THIS GRABS RESULTS FROM THE NEW UCI WEBSITE'S API
* Click the 'play' button below
* In another browser window, navigate to the main UCI race page that lists event 'stages'
* example: https://www.uci.org/competition-details/2021/ROA/63844 and copy URL
* FIRST: Paste the URL in the top box, click "Get available stages". A list will display below the boxes.
* NEXT: Select the stage or race you want to get results for.
* Results will be saved out as a tab-delimited text file
* If you want to get another stage or GC results, no need to hit play again - just select it on the dropdown list.

NOTE: the stage race results classifications come in as the UCI's order, not our desired order.

--- --- ---

* Objective
Output the passage of the UCI results instructions verbatim, starting at "THIS GRABS RESULTS" and ending at "the dropdown list.". The records are separate material and are unrelated to the instructions for the UCI results tool.

--- --- ---

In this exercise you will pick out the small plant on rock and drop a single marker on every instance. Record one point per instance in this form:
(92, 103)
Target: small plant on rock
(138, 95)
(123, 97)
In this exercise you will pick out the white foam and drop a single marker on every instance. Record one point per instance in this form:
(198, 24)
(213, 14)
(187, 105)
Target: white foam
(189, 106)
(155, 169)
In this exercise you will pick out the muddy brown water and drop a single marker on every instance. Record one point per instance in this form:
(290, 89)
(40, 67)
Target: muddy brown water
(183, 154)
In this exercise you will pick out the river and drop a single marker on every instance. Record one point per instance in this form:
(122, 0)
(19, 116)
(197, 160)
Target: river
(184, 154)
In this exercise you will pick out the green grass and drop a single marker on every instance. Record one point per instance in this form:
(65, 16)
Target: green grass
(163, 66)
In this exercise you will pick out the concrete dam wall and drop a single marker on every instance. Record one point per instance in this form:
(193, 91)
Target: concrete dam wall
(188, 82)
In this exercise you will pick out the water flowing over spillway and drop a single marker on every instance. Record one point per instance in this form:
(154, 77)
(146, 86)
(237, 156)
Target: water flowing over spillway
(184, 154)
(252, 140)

--- --- ---

* Full output
THIS GRABS RESULTS FROM THE NEW UCI WEBSITE'S API
* Click the 'play' button below
* In another browser window, navigate to the main UCI race page that lists event 'stages'
* example: https://www.uci.org/competition-details/2021/ROA/63844 and copy URL
* FIRST: Paste the URL in the top box, click "Get available stages". A list will display below the boxes.
* NEXT: Select the stage or race you want to get results for.
* Results will be saved out as a tab-delimited text file
* If you want to get another stage or GC results, no need to hit play again - just select it on the dropdown list.